▸ **Rows taken from a dataset**:
[start]

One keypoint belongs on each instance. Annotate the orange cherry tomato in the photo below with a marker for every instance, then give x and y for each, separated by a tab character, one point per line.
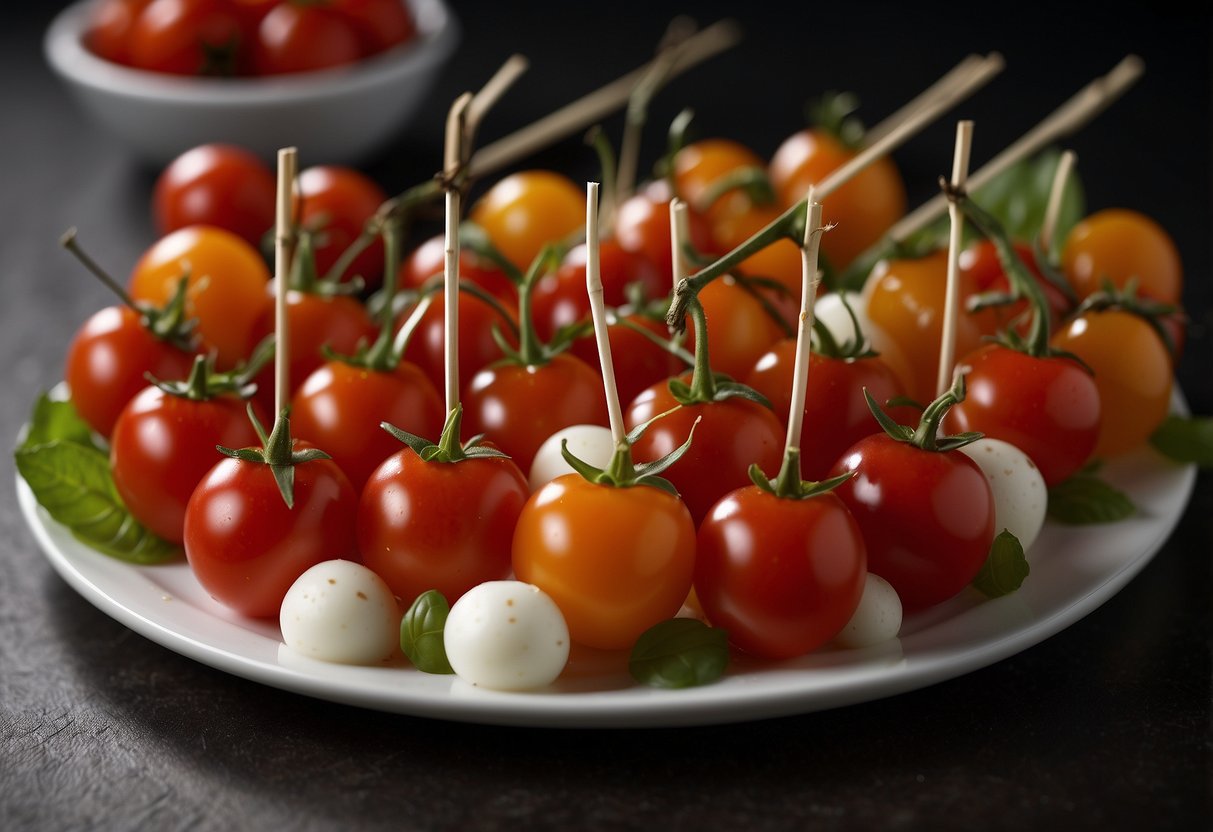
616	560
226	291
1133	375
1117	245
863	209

[end]

▸ **Direction**: Put every line of the entries above into a numbered list, skipping any blank lines and leaving the pictures out.

▸ **Full solution**:
1. One keypoint belongs on each instance. Annotate the orange cherry tomato in the photo below with a marker for every instance, then give x and y for each, separated by a tab character, one point per line.
2. 616	560
3. 226	291
4. 1133	375
5. 1117	245
6. 863	209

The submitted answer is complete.